# Source text
美国国家公共电台 NPR Turning Kids Into Readers, One Barbershop At A Time(在线收听

 

AILSA CHANG, HOST:

And now, how do you get kids excited about books if they don't have access to them outside of school and the books they see in school don't speak to them? One answer may be in the number 15. NPR's Cory Turner brings us the latest story in Take A Number, our series about people trying to solve all kinds of problems through the lens of a single number.

ALVIN IRBY: Hey, what's up, man?

UNIDENTIFIED MAN: What's up, man?

CORY TURNER, BYLINE: Levels Barbershop in Harlem is humming when Alvin Irby walks in, a man on a mission. He needs a cut from his barber Kenny, and he wants to check in on his books.

IRBY: So the bookshelf is back underneath the coat stuff. It's like...

TURNER: Irby points to a little bookcase made of wood and red canvas, full of children's books. There's supposed to be 15 different titles. A few have disappeared though, so Irby's here to replace them. Before he gets there, he freezes and smiles, eyeballing a black bench in the middle of the shop.

IRBY: This is evidence that it's being used.

TURNER: On the bench sit two books for beginning readers, including...

IRBY: We have "Ninjago", which is one of the books that often gets permanently borrowed, about little Lego characters who are ninjas.

TURNER: Irby takes it back to the bookcase and adds another favorite from his backpack, "Diary Of A Wimpy Kid." And then this man on a mission drops his mission statement.

IRBY: Now this is the thing. Would these be used for instructional purposes in the classroom?

TURNER: The answer often is no.

IRBY: But they should be.

# Given request 1
In the barbershop transcript, how many different titles is the bookcase at Levels Barbershop supposed to hold?
# Given request 2
Please extend the barbershop transcript, starting right after its final line.
The rows on this page come from a separate source, not from the barbershop transcript.

# Recorded information
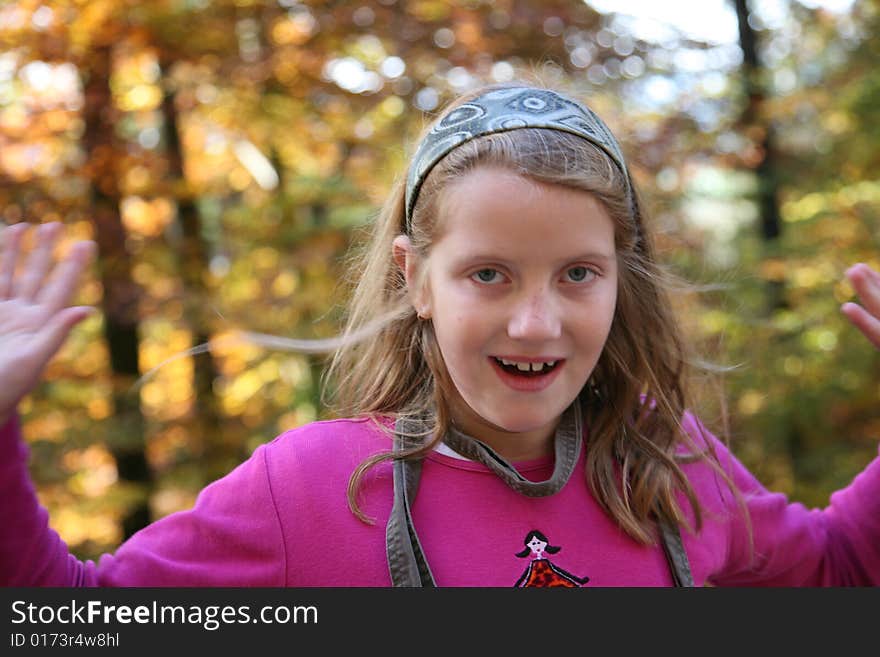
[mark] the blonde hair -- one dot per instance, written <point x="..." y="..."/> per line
<point x="637" y="396"/>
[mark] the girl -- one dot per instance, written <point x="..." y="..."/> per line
<point x="510" y="368"/>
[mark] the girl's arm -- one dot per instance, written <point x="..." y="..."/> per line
<point x="232" y="537"/>
<point x="790" y="545"/>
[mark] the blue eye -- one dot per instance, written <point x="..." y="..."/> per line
<point x="485" y="275"/>
<point x="580" y="273"/>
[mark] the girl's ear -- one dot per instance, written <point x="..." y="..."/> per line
<point x="408" y="260"/>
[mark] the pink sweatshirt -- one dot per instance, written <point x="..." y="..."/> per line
<point x="282" y="519"/>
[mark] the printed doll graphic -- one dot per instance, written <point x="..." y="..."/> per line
<point x="541" y="571"/>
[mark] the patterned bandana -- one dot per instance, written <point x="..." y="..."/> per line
<point x="506" y="109"/>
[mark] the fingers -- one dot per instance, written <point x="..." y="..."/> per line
<point x="60" y="288"/>
<point x="31" y="284"/>
<point x="10" y="242"/>
<point x="867" y="284"/>
<point x="868" y="324"/>
<point x="865" y="317"/>
<point x="58" y="328"/>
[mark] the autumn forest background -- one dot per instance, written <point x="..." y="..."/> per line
<point x="227" y="154"/>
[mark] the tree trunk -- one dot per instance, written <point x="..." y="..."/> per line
<point x="192" y="264"/>
<point x="758" y="128"/>
<point x="119" y="302"/>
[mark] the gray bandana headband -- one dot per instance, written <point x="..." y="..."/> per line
<point x="500" y="110"/>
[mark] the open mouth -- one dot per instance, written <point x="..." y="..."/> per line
<point x="535" y="370"/>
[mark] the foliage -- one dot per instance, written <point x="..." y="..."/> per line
<point x="293" y="119"/>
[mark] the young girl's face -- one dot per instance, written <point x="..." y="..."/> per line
<point x="522" y="272"/>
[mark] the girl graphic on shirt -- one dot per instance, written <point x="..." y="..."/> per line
<point x="541" y="571"/>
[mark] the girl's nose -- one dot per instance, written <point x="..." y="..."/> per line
<point x="535" y="319"/>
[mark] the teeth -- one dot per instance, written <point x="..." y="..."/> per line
<point x="525" y="367"/>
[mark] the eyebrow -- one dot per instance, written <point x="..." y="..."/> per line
<point x="601" y="257"/>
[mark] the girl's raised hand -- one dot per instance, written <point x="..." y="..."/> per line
<point x="34" y="315"/>
<point x="865" y="317"/>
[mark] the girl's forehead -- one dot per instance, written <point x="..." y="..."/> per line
<point x="504" y="210"/>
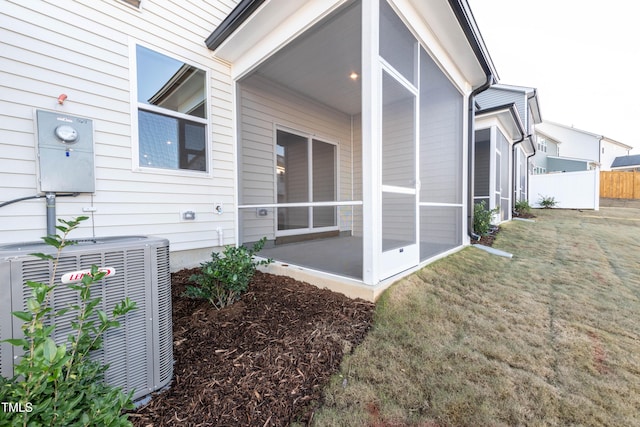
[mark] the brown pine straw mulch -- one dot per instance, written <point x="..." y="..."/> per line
<point x="262" y="361"/>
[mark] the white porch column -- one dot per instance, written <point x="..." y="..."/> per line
<point x="371" y="180"/>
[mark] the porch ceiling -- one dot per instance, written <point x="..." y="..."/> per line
<point x="319" y="63"/>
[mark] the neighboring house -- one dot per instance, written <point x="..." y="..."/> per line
<point x="338" y="130"/>
<point x="504" y="143"/>
<point x="626" y="163"/>
<point x="576" y="149"/>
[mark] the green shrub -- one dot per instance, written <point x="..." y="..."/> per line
<point x="59" y="385"/>
<point x="522" y="207"/>
<point x="547" y="202"/>
<point x="482" y="218"/>
<point x="225" y="278"/>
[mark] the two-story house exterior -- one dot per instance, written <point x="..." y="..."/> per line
<point x="343" y="123"/>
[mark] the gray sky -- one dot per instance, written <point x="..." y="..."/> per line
<point x="582" y="56"/>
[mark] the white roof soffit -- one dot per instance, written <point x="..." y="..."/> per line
<point x="276" y="22"/>
<point x="507" y="117"/>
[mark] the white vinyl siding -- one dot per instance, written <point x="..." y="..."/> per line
<point x="264" y="106"/>
<point x="88" y="58"/>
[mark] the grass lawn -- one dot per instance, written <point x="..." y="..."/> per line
<point x="550" y="337"/>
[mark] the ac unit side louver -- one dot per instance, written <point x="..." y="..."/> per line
<point x="140" y="352"/>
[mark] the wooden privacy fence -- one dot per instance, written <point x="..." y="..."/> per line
<point x="620" y="185"/>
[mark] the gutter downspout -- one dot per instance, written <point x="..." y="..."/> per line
<point x="513" y="153"/>
<point x="533" y="146"/>
<point x="527" y="161"/>
<point x="471" y="158"/>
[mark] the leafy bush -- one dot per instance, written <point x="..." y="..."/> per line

# Exercise answer 1
It is supposed to hold 15 different titles.

# Exercise answer 2
TURNER: Alvin Irby is a stand-up comedian, a children's book author, a former kindergarten teacher and the founder of Barbershop Books. The nonprofit has put a curated list of 15 books - all picked by kids - in dozens of barbershops in predominantly black neighborhoods across the country. Irby says he wants children of color to identify as readers. That means, first and foremost, having fun reading. It also means seeing their lives and their interests reflected in the stories they read. But Irby says the publishing industry has a long way to go. When he went to a big book convention recently, many of the kids' books he saw there with black characters were about...

IRBY: Slavery, civil rights, slavery, civil rights, oh, a biography, slavery, civil rights, old dead black person.

TURNER: Irby's not just complaining. He's written a very different kind of children's book called "Gross Greg."

IRBY: It's about a little black boy who loves to eat his boogers. You call them boogers. Greg calls them delicious little sugars.

TURNER: For Irby, laughter is key to learning and a great way to connect with young readers. Too many schools, he says, fail to translate what they want kids to know or do into reading experiences that kids find relevant or engaging. In a recent TED talk, Irby explained this with an analogy from stand-up.

(SOUNDBITE OF TED TALK)

IRBY: Before going on stage, I assess an audience. Are they white? Are they Latino? Are they old, young, professional, conservative?

TURNER: Teachers, schools and book publishers, he says, need to think of kids the same way because right now...

(SOUNDBITE OF TED TALK)

IRBY: We're creating reading experiences for children that are the equivalent of telling bar jokes in a church. And then we wonder why so many children don't read.

TURNER: Irby says schools need to focus less on leveled, out-of-touch books and reading tests that leave kids feeling defeated. And they need to listen more - to ask kids about their strengths and their experiences, what they like.

IRBY: Once you figure out how they identify, then you can begin to craft experiences that are customized to who they are and what's most important to them.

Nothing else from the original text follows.